> [SEU OBJETIVO]:
Transcreva, sem qualquer alteração, a passagem do trecho do texto que se inicia nas palavras "Fronteira tênue entre" e termina após "alma, a auto-estima.".

Desenhar a presença do outro no meu imaginário pode ser trazê-lo, humanizá-lo mesmo na sua ausência. A arte possibilita o ver através do mais imediato e óbvio, criando novas perspectivas de percepção. Bebe e se lambuza da realidade para transformá-la.
Posso reinventar uma história vivida escrevendo um poema. A linguagem poética suspende a explicação racional para instalar o espaço do sentir e da experiência. Instala-se em um tempo simbólico, não linear, que permite a superposição de imagens, a coexistência das contradições, o diálogo entre o bem e o mal, no qual não há mais culpados e vítimas.
Tricot e Alma.
08/01/2011
Tricot é objeto transicional durante a gravidez, quando esperamos um filho ou um neto. A cada carreira encenamos o tempo passando. Quando erramos, treinamos a paciência, de desmanchar e recomeçar. A cada obra executada um grão de amor se deposita na alma.
Tricot ( Poema de Nícolas Brandão)
Fácil é o ponto
que de ponta em ponta
é ponto
é pronto
simples é a linha
que alinha
ponto após ponto
gostoso é o espaço onde tudo se deita.
Sexualidade e símbolo
27/04/2010
Em sua obra os arquétipos e o inconsciente coletivo Jung afirma que:
“O símbolo é a antecipação de um estado nascente de consciência.Tudo que o homem deveria mas ainda não pode viver em sentido positivo ou negativo, vive como figura e antecipação mitológica ao lado de sua consciência, seja como projeção religiosa ou- o que é mais perigoso- conteúdos do inconsciente que se projetam então em objetos inconscientes , como por exemplo, em doutrinas e práticas higiênicas e outras “que prometem salvação”. Tudo isto é um substitutivo racionalizado da mitologia que, devido a sua falta de naturalidade, mais prejudica do que promove a pessoa humana”.
O símbolo e a mitologia emergem da relação direta do homem com a natureza e é a nossa forma de interpretação do mundo. Para Jung os símbolos do si mesmo surgem da profundeza do corpo e expressam sua materialidade, como também a estrutura da consciência discriminadora. O símbolo tem uma dimensão no instinto e uma no espírito. Diz Jung: “O símbolo é o corpo vivo, corpus et anima. Em seu nível mais baixo a psique é pois simplesmente mundo.” Estamos inseridos na cultura e no inconsciente coletivo .
A sexualidade portanto, é um símbolo do inconsciente coletivo . Todo arquétipo é um recipiente que não podemos esvaziar ou encher totalmente. Assim são os símbolos e as imagens do inconsciente coletivo
Narcisismo
22/08/2009
Cruzando as fronteiras de narciso,
Vi nascer a construção do belo.
Narciso jaz na busca de si mesmo,
Do belo que se constitui do gesto.
Fronteira tênue entre narciso e eco,
Próximos mas não identificados.
Flor de narciso bela e sempre igual,
A ecoar nua no pantanal.
Ao esculpir o belo ressuscitas,
A comunicação que ecoava no vazio.
Retornas àquele que perdera,
Na estética da alma, a auto-estima.
O que é uma análise ?

> [INFORMAÇÕES EXTRAÍDAS]:
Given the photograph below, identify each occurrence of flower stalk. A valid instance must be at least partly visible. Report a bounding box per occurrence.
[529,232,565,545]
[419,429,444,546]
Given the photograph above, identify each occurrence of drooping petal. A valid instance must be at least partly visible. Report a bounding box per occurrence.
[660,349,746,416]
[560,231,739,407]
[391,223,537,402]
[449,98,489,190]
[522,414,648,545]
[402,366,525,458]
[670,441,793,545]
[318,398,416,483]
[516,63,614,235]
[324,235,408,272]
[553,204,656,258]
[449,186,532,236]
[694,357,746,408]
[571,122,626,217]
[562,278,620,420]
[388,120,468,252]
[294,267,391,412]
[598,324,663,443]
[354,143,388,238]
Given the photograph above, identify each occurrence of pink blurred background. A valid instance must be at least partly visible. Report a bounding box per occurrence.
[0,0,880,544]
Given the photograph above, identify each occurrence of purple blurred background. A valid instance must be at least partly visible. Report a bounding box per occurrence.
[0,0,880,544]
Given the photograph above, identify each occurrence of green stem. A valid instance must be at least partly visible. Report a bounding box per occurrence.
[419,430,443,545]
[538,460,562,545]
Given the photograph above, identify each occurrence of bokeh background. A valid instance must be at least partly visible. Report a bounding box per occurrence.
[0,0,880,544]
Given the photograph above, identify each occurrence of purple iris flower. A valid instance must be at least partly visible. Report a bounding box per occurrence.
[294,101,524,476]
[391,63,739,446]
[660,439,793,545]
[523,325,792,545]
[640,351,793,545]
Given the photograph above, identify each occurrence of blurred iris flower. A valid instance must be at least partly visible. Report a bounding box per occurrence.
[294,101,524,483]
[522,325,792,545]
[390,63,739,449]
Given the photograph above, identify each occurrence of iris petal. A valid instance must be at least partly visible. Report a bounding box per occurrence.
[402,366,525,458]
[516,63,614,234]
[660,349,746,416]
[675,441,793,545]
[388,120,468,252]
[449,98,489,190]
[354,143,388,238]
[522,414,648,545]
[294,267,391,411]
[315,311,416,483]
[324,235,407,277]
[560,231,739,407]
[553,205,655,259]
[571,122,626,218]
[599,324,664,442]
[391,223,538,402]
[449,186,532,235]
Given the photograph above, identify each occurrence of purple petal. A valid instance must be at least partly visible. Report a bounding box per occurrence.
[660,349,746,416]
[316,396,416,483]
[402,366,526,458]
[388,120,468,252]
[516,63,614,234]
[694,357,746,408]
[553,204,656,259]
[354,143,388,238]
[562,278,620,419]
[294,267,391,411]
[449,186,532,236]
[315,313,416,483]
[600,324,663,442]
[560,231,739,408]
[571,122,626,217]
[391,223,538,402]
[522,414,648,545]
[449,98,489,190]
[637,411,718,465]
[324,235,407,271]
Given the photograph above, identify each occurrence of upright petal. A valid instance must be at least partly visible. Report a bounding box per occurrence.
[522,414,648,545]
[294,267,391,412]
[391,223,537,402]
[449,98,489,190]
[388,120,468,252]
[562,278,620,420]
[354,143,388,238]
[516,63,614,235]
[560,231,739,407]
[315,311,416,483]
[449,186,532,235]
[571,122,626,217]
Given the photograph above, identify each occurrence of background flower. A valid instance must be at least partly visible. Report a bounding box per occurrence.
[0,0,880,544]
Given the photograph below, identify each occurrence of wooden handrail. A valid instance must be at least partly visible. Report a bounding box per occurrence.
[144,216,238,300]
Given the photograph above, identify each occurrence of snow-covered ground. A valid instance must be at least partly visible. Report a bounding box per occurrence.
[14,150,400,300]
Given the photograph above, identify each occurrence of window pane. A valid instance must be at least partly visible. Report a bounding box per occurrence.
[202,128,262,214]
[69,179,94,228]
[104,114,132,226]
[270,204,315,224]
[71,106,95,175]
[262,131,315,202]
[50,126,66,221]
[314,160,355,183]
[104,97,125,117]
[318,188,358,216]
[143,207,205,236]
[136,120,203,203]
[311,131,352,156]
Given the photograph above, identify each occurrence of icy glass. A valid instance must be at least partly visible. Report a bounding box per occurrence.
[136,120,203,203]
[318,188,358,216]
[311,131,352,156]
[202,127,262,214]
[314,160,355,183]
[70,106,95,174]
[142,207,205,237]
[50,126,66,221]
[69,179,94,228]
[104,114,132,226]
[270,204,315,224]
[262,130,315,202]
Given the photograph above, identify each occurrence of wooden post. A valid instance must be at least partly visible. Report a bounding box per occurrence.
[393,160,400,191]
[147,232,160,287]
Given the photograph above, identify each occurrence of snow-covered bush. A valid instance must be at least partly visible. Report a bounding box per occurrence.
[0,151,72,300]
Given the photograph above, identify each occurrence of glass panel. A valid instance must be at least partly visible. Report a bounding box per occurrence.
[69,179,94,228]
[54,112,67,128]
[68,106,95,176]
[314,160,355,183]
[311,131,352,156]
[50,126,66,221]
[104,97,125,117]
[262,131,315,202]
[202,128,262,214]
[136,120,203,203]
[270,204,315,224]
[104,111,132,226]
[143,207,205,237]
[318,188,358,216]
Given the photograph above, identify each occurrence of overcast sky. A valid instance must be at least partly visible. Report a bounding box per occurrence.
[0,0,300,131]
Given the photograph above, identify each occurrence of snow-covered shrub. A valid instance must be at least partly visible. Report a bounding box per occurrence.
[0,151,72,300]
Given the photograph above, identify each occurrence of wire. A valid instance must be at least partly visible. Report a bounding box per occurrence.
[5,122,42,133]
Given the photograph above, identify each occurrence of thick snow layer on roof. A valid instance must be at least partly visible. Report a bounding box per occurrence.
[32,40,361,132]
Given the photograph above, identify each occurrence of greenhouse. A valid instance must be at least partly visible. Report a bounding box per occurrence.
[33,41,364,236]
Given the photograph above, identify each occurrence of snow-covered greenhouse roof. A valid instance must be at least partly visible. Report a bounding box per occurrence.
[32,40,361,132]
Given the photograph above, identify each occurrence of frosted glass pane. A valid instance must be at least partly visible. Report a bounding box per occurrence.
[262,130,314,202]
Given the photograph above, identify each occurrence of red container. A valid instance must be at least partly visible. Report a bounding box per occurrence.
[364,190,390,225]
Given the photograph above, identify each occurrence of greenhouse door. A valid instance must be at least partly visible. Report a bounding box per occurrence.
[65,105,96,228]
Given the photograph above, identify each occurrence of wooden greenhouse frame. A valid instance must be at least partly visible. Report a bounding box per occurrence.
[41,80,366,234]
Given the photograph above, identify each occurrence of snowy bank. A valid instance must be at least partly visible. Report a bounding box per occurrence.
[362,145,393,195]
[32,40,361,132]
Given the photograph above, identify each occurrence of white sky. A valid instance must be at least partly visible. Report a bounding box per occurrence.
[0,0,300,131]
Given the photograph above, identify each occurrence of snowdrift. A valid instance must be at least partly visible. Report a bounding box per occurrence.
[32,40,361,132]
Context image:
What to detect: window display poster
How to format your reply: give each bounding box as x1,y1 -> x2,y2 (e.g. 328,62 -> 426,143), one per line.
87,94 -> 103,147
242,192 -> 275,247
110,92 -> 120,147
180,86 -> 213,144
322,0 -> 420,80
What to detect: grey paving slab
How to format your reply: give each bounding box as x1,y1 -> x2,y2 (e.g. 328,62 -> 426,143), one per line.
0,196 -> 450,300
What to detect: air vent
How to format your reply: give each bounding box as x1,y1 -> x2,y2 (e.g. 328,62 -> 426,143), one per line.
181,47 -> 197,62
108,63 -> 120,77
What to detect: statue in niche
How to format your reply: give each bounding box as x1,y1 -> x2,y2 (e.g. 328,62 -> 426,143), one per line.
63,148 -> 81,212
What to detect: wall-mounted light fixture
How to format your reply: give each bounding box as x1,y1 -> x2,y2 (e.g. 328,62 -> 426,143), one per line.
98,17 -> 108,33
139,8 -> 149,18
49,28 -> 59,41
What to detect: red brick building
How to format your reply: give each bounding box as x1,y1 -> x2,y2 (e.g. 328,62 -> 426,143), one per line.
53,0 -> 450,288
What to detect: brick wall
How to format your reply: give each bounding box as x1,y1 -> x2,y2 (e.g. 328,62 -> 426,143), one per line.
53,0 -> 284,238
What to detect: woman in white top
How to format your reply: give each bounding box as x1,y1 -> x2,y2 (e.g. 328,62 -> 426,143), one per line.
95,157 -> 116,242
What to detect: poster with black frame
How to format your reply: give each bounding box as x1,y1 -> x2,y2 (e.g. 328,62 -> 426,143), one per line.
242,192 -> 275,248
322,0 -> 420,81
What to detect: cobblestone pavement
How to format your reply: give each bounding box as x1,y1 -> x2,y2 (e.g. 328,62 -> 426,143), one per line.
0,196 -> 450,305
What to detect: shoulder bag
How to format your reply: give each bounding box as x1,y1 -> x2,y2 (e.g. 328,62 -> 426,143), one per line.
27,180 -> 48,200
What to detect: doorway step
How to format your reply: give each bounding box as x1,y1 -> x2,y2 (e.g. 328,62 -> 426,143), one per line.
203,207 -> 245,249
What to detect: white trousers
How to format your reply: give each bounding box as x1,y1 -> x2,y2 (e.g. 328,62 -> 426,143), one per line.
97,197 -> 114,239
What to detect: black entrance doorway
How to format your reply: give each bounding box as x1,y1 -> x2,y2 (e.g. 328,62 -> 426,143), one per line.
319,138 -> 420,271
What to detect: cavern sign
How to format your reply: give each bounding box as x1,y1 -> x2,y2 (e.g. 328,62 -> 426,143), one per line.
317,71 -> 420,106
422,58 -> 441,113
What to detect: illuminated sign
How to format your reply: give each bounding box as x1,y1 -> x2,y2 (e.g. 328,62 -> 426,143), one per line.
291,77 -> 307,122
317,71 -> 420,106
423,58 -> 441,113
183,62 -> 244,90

> [SOLUÇÃO PROPOSTA]:
Fronteira tênue entre narciso e eco,
Próximos mas não identificados.
Flor de narciso bela e sempre igual,
A ecoar nua no pantanal.
Ao esculpir o belo ressuscitas,
A comunicação que ecoava no vazio.
Retornas àquele que perdera,
Na estética da alma, a auto-estima.